Do alto do seu atilado pensamento estratégico, o capitão descobriu a maneira segura de tirar o Brasil da crise: a exportação de abacates e bijuterias de nióbio. Abacates para o Mercosul e bijuterias para o mundo.
A inspiração genial sobreveio ao capitão após comer numa churrascaria no país do sushi, em longas horas de lazer, quando não tinha agenda nenhuma na reunião do G20. Típico resultado do “ócio criativo”, para usar a expressão utilizada pelo sociólogo Domenico de Masi.
De fato, não se sabe bem o que o capitão foi fazer no G20. Ele mesmo não sabe. Não tem agenda relevante com ninguém, a não ser a agenda negativa da vilania ambiental, do desrespeito aos direitos humanas, do regresso à Idade Média no tocante às lutas das minorias, do evidente neofascismo, etc.
Em nítido contraste com Lula, que era chamado de “O Cara” por Obama, por ser “o político mais popular da Terra”, agora temos um mandatário que é “O Cara a Ser Evitado”.
Com efeito, o nosso capitão disputa com Duterte, das Filipinas, o título de chefe de Estado mais repugnante e impopular do planeta. O páreo é duro, mas reconheço que o capitão vem fazendo grandes esforços para vencer a competição.
Em dobradinha com o grande diplomata General Heleno, que mandou os europeus irem “procurar a sua turma”, o capitão empenha-se no isolamento do Brasil.
Ao descer do pitoresco “Aerococa”, o capitão coçou o saco, cuspiu no chão nipônico e disparou: não vou ser criticado por ninguém. Confundiu grosseria com altivez e falta de respeito com os compromissos internacionais do Brasil com soberania. Logo ele, que fala fininho com Trump e bate continência para a bandeira dos EUA.

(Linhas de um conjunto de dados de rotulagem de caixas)
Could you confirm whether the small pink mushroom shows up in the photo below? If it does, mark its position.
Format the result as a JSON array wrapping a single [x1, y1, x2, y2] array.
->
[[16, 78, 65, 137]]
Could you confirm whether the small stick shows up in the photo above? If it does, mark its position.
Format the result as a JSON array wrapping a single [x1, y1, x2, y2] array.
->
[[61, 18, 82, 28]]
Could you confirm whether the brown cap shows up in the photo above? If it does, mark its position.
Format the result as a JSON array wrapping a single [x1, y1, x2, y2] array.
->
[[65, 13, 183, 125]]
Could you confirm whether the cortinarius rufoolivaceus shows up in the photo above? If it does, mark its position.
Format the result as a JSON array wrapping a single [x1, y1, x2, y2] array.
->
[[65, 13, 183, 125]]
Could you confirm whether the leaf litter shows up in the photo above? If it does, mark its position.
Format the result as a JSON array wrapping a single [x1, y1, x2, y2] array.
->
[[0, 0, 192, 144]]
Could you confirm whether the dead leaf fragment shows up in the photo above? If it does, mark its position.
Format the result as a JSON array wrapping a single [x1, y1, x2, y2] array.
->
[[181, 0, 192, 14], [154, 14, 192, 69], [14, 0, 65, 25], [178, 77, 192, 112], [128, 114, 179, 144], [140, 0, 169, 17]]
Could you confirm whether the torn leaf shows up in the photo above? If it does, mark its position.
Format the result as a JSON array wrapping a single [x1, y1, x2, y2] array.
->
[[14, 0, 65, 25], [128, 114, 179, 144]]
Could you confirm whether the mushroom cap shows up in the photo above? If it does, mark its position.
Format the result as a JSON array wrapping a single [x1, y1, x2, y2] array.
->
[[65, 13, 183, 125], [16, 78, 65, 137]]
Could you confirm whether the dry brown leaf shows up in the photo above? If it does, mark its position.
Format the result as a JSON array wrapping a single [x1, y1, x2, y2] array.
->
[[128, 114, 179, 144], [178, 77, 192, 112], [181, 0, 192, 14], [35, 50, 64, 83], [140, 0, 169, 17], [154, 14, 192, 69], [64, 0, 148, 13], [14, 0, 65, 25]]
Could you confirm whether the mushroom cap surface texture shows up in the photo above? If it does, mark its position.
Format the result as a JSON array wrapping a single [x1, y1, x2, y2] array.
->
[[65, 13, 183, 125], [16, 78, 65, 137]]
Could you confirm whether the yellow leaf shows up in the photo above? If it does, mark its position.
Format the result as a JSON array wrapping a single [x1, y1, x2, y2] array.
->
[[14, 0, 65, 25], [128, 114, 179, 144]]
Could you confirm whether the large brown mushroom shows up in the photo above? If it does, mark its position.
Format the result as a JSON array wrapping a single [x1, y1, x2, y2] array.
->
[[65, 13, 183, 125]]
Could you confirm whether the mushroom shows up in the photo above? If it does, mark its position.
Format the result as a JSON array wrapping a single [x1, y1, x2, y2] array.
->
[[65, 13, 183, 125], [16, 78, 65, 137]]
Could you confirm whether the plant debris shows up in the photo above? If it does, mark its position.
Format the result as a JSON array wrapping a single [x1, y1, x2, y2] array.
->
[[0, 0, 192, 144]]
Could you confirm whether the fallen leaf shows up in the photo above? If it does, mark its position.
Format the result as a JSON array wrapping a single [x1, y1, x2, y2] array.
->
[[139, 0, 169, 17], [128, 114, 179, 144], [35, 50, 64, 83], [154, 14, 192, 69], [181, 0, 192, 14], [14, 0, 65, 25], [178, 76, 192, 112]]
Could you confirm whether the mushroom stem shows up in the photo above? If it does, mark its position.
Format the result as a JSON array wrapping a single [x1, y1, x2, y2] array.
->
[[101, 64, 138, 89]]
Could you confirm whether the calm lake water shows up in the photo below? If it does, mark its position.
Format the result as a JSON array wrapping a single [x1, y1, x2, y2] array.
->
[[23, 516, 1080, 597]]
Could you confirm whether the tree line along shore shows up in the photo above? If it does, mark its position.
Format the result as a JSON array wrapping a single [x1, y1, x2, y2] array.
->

* **OBJETIVO DECLARADO 1**: Transforme em lista numerada as linhas da listagem situadas entre a que contém "Could you confirm whether the mushroom stem" e a que contém "[[23, 516, 1080, 597]]", inclusive, sem as linhas em branco.
* **OBJETIVO DECLARADO 2**: Dê continuidade ao texto de leitura sobre o capitão no G20 a partir da última frase apresentada.

* **RESPOSTA DO EXERCÍCIO 1**:
1. Could you confirm whether the mushroom stem shows up in the photo above? If it does, mark its position.
2. Format the result as a JSON array wrapping a single [x1, y1, x2, y2] array.
3. ->
4. [[101, 64, 138, 89]]
5. Could you confirm whether the calm lake water shows up in the photo below? If it does, mark its position.
6. Format the result as a JSON array wrapping a single [x1, y1, x2, y2] array.
7. ->
8. [[23, 516, 1080, 597]]

* **RESPOSTA DO EXERCÍCIO 2**:
Indigência mental e desequilíbrios emocionais à parte, objetivamente o Brasil está cada vez mais isolado por uma política externa que parece mais embasada na Suma Teológica de São Tomás de Aquino do que no tradicional pragmatismo racional do nosso corpo diplomático.
Em Genebra, na última reunião da ONU, estivemos nos afastando do mundo civilizado e procurando a companhia de uma turma barra pesada. Por decisão do chanceler pré-iluminista, o Brasil, contrariando todo os seus compromissos anteriores, opôs-se ao uso do conceito de “gênero” em resoluções da ONU, propôs limitar os direitos reprodutivos para excluir o aborto e criticou a condenação ao uso indevido da religião para impor desigualdades entre homens e mulheres.
Provocou risos de escárnio e expressões de indignação nas delegações do mundo civilizado e o aplauso de grandes democracias, como Paquistão e Arábia Saudita, uma monarquia absolutista e medieval.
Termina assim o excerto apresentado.